Exercise objective:
Exactly reproduce all the records, keeping pictures out of the copy.

Dataset excerpts:
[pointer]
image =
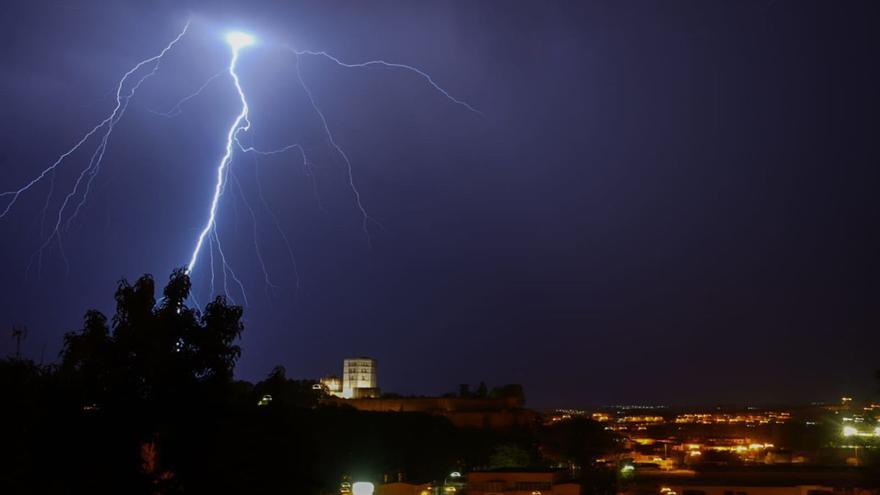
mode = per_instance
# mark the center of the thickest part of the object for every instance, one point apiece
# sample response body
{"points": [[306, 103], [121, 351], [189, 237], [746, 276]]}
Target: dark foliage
{"points": [[146, 402]]}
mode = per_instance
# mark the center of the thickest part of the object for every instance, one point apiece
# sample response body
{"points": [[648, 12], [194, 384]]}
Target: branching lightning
{"points": [[237, 41], [208, 233]]}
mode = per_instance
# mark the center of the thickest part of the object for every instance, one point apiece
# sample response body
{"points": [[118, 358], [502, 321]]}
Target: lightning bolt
{"points": [[126, 88], [241, 123], [94, 165]]}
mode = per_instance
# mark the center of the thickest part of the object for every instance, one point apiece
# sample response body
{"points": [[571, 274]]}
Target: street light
{"points": [[362, 488]]}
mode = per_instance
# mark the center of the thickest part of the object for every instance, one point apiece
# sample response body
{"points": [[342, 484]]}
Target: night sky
{"points": [[666, 201]]}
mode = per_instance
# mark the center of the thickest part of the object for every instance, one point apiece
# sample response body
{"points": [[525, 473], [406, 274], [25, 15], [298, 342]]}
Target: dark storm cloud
{"points": [[666, 201]]}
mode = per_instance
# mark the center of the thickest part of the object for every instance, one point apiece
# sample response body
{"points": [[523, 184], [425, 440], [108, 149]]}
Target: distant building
{"points": [[359, 378], [332, 385]]}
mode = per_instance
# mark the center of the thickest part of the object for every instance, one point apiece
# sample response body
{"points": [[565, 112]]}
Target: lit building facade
{"points": [[359, 378]]}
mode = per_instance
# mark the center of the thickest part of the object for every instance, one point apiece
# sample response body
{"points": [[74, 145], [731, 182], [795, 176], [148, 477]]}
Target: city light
{"points": [[362, 488]]}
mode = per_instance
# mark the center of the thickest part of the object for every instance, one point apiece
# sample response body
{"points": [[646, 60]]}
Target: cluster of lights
{"points": [[852, 431], [713, 418]]}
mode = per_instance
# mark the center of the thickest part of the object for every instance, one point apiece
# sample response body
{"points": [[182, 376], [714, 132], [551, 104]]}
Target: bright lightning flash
{"points": [[126, 88], [236, 40]]}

Task result:
[pointer]
image =
mode = per_instance
# mark the center of the thickest part of the object for every instance, one point apiece
# sample response body
{"points": [[306, 103], [121, 351], [189, 237], [746, 276]]}
Target: dark foliage
{"points": [[146, 402]]}
mode = per_instance
# mark the center of the thickest part of the object for every instance, one point apiece
# sample response body
{"points": [[648, 12], [194, 384]]}
Target: branching lightning
{"points": [[237, 41], [208, 233]]}
mode = per_instance
# mark the center of the thickest part of the object for every instance, one point apiece
# sample response body
{"points": [[118, 358], [502, 321]]}
Target: lightning bolt
{"points": [[126, 88], [241, 123], [94, 165]]}
mode = per_instance
# mark the center of the thickest part of the object for every instance, one point apiece
# sample response body
{"points": [[571, 274]]}
Target: street light
{"points": [[362, 488]]}
mode = per_instance
# mark the center of the thickest part of the object for every instance, one point apiece
# sample response body
{"points": [[342, 484]]}
Target: night sky
{"points": [[666, 201]]}
mode = per_instance
# mark the center of the thickest part of the object for every instance, one point apiece
# sample response body
{"points": [[525, 473], [406, 274], [25, 15], [298, 342]]}
Target: dark storm cloud
{"points": [[666, 201]]}
mode = per_instance
# mark the center of the thickest part of the object for every instance, one point apiece
# sample response body
{"points": [[523, 184], [425, 440], [108, 149]]}
Target: distant building
{"points": [[359, 378], [332, 385]]}
mode = per_instance
# mark the center of the thickest part of the object for every instance, one point apiece
# sample response body
{"points": [[565, 112]]}
Target: lit building facade
{"points": [[359, 378]]}
mode = per_instance
# mark the center of the thickest part of the object for every instance, one point apiece
# sample response body
{"points": [[74, 145], [731, 182], [795, 176], [148, 477]]}
Target: city light
{"points": [[362, 488]]}
mode = per_instance
# mark the center of the thickest part of the object for every instance, one point apiece
# sample response body
{"points": [[646, 60]]}
Target: cluster of lights
{"points": [[852, 431], [713, 418]]}
mode = per_instance
# mark the center of the thickest part of the object for every instance, one point apiece
# sample response body
{"points": [[182, 376], [714, 132], [551, 104]]}
Target: bright lightning flash
{"points": [[126, 88], [236, 40]]}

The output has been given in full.